TEXT FOR ANALYSIS
-- Opening Marker --
More women turn to truck driving for stable jobs during coronavirus
PHOENIX — More women are learning to drive commercial trucks to take on jobs during the coronavirus pandemic.
Katrina Alvarado had spent her career in customer service.
“I never thought I’d become a truck driver,” Alvarado said. “My family thought I was kidding. They all thought it was a joke until I told them I was serious about it.”
She had an awakening in her old apartment complex office.
“I saw a lot of people losing their jobs, unfortunately,” Alvarado said. “I just want to make sure for my future and my future family that I have myself financially stable.”
Alvarado says more women are realizing trucking isn’t only for men.
Out of 3.5 million truck drivers in the U.S., 6% are women, according to FleetOwner.com. Between 2010 and 2018, the Twin Cities Pioneer Press reported the number of female truck drivers increased by 68%.
“People aren’t spending as much money in travel and service-based industries,” said Brad Ball, president of Roadmaster Driver School in Phoenix. “They were spending a lot of money in products, and products move by truck.”
He also reports a spike in driver retirements in the early days of the pandemic.
New truckers learn to maneuver and master 18-wheelers with their cameras and safety features.
“They teach us everything from road emergencies to driving in the winter to basic survival skills,” Alvarado said.
Those come in handy during the coronavirus chaos, when truck stops, restaurants and amenities far from home operate at limited or no capacity.
“Truckers out there really kept a lot of things moving during the pandemic,” Ball said. “They were taking a lot of risks themselves driving on the roads and meeting with shippers.”
Alvarado is downloading apps to stay in touch with family and friends before she finishes school and hits the road in her truck.
“It’s just an oversized vehicle,” she said. “Once you get used to it, it’s great. It’s pretty easy to maneuver once you get the hang of it.”
-- Closing Marker --
AIM OF THE EXERCISE
In one to three sentences, explain why Katrina Alvarado chose to train as a truck driver, according to the article on women in trucking. The records that follow come from a separate source and have no link to the article.

GIVEN DATA
-- Opening Marker --
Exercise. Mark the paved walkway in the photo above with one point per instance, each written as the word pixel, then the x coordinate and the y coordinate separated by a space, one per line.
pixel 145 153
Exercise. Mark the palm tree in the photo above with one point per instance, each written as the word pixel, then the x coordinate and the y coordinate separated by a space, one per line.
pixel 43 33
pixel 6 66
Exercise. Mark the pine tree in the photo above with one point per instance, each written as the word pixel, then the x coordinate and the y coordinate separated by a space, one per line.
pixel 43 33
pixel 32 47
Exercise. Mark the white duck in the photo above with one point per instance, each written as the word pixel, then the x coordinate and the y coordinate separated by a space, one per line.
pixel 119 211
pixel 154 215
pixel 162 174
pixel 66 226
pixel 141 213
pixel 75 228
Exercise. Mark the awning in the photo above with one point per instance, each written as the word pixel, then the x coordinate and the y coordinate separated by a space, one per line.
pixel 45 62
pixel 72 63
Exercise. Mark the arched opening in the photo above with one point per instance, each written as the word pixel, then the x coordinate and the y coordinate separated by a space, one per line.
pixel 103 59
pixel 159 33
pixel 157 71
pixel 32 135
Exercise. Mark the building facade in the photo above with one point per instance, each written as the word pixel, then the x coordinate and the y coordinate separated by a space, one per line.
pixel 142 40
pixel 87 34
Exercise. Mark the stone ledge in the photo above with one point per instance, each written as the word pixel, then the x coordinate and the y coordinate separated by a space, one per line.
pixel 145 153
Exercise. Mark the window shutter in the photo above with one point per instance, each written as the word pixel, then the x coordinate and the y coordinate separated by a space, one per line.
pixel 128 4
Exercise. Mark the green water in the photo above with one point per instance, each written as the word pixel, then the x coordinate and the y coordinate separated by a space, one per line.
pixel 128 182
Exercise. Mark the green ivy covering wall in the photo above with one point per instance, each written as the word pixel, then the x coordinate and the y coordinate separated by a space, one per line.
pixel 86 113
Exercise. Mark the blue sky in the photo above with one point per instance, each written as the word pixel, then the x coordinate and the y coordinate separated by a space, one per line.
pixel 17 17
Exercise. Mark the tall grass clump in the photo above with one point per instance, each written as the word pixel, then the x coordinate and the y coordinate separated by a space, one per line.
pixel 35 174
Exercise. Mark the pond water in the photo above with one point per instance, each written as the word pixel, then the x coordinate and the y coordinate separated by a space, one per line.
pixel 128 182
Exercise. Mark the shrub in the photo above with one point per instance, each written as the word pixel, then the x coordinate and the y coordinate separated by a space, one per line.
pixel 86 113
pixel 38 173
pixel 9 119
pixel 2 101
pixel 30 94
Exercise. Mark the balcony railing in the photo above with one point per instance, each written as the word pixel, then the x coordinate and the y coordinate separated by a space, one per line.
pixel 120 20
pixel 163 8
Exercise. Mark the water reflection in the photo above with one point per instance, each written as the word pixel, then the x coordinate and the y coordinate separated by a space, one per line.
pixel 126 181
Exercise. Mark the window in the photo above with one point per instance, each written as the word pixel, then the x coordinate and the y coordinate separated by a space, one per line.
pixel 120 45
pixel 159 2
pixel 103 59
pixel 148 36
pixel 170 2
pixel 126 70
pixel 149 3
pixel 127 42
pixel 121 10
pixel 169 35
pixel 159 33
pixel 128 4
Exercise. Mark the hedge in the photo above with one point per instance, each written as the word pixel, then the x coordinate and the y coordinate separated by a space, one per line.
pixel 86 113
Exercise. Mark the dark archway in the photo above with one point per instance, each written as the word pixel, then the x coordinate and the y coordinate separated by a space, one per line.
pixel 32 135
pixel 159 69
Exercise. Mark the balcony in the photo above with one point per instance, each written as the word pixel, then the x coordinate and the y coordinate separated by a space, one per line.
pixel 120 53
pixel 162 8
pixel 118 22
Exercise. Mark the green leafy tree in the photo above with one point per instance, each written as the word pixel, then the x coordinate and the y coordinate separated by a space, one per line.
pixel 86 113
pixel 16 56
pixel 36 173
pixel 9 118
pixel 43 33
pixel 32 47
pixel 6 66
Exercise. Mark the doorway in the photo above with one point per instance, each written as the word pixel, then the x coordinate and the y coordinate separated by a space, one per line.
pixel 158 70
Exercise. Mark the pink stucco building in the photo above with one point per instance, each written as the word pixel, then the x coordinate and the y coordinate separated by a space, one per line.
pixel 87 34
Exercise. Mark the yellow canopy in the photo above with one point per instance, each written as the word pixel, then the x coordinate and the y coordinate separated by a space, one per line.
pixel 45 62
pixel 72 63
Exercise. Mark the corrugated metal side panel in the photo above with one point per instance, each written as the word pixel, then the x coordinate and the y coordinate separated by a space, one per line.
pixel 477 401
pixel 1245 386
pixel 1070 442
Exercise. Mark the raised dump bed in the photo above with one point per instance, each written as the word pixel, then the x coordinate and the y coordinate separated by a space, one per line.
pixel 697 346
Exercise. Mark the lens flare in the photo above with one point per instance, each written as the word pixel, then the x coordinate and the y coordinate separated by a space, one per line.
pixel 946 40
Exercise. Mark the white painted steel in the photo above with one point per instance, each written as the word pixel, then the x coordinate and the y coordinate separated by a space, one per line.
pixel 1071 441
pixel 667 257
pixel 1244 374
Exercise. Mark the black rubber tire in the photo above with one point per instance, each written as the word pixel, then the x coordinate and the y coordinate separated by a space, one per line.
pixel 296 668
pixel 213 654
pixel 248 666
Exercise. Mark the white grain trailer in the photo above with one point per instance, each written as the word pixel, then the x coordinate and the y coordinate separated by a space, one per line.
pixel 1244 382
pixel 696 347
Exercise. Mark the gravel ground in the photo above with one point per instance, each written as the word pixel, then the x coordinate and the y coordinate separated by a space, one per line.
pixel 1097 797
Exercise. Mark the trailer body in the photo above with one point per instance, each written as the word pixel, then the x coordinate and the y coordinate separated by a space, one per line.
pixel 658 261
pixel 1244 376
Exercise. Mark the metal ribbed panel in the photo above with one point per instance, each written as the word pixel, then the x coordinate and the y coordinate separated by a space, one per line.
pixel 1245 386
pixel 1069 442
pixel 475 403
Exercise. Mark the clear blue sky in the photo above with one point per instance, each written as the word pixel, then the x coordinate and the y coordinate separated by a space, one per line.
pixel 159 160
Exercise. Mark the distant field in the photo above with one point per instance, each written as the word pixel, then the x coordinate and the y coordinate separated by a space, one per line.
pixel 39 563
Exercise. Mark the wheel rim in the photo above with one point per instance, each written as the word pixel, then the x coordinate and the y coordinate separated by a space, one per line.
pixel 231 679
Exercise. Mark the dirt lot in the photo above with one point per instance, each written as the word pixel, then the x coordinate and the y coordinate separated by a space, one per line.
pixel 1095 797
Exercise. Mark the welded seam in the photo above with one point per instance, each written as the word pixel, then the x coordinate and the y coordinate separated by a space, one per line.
-- Closing Marker --
FINISHED EXERCISE
She saw a lot of people losing their jobs. She wants to make sure she is financially stable for her future and her future family.